Tra le varie uscite dell’hardcore regnunitense quest’anno mi sono fatto due belle chiacchiere con Human Capital dei Bad Breeding, che insiste sul versante più noise/slow del genere rimanendo centrato su di una narrativa anarcho punk e anticapitalista, con aperture furibonde che germogliano qui e lì lasciando la solita nostalgia degli anni ’80 e ’90 in una composta di produzione vagamente metallara e confusionaria. Poteva andare molto peggio.


Dello splendido Repair and Reward dei Lincoln aveva già parlato Emanuele nell’articolo uscito un paio di settimane fa, ma ci tengo a mettere anch’io le mie fiches su una delle compilation più sbalorditive dell’anno appena passato, un pacco di brani post-hc che sembra così tanto allineato ai giorni nostri (post-Cloud Nothings, per intenderci) da avermi fatto esclamare “FINALMENTE un lavoro con i coglioni” poco prima di scoprire che era una raccolta di pezzi degli anni ’90.

## RIGHE DEL DATASET
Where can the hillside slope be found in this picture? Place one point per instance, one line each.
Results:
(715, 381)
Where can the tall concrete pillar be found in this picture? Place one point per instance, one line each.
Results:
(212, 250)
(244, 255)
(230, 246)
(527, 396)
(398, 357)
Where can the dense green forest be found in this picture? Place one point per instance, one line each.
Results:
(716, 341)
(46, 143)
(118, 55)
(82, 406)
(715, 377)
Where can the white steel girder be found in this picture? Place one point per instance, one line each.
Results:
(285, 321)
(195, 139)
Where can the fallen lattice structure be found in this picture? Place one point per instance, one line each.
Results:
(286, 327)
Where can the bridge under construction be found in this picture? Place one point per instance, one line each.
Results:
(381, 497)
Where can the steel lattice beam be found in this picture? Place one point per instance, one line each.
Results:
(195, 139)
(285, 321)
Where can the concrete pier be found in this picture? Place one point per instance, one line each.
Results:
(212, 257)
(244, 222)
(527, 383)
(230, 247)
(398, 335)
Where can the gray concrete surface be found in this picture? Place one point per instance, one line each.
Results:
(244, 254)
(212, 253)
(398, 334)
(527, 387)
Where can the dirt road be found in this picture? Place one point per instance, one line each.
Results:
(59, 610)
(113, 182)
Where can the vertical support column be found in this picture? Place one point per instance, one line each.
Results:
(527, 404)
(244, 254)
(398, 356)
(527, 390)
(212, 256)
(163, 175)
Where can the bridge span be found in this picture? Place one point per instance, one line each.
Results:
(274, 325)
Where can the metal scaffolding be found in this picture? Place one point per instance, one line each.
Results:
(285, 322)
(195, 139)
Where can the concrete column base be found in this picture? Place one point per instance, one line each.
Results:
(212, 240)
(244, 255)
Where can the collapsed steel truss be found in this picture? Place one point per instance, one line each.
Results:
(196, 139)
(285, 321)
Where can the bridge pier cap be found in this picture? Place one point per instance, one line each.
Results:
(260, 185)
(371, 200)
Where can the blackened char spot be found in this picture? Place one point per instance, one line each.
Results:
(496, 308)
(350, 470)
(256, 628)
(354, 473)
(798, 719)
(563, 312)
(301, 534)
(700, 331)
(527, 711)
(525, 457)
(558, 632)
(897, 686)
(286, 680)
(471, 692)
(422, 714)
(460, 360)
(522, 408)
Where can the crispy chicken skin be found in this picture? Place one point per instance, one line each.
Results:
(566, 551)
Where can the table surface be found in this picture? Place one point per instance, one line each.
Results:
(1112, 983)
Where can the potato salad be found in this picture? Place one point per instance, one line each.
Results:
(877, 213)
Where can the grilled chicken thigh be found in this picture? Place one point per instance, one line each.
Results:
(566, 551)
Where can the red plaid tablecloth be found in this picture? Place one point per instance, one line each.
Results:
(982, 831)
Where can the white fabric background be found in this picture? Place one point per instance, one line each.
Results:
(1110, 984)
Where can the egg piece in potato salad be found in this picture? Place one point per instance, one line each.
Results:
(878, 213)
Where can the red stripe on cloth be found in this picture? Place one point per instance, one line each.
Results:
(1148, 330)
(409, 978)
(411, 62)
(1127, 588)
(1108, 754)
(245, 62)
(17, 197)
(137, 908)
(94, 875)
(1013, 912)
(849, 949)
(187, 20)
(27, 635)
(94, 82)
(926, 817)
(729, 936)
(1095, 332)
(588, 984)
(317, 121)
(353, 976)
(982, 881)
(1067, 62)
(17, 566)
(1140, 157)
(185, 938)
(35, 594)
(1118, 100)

## DETTAGLI DEL COMPITO
Per favore, riprendi la rassegna di dischi hardcore e post-hardcore a partire subito dopo la sua ultima frase.

## RISULTATO DEL COMPITO
Non possiamo dire che Hygiene dei Drug Church sia passato esattamente sotto silenzio, ma noi non abbiamo ancora avuto occasione di spingervelo. Se si riesce a tollerare la produzione melodica e amichevole il disco picchia anche abbastanza duro, con qualche pezzo che riesce ad essere plain divertente (Million Miles of Fun, Super Saturated), non un lavoro da poco per il genere.


Abbiamo flirtato per tutto l’anno con Psyop of the Year e alla fine della fiera nessuno di noi ci ha scritto nulla. È un album che porta con sé un intero apparato circolatorio creativo, con tutto il pacchetto di barlumi e pisciate fuori che l’etichetta “Math” si porta con sé. L’unico peccato che poi ci ha davvero impedito di costruire una buona relazione con il debutto in long play degli EUNOIA: la turbolenta fantasia che si nasconde sotto ai brani ha dei limiti espressivi e tende a rimanere fine a se stessa. Si sono anche già sciolti, quindi non migliorerà.


Rubati direttamente dalle pagine di Impatto Sonoro e sgamati mentre scrivevo dei Soul Glo, gli Ho99o9 mi fanno ridere e sclerare. Non ho potuto negare la sufficienza a una take così abrasiva sul rap/metal/noise/salcazzo, con tutte le sue ingenuità Skin rimane un buffo fuoripista.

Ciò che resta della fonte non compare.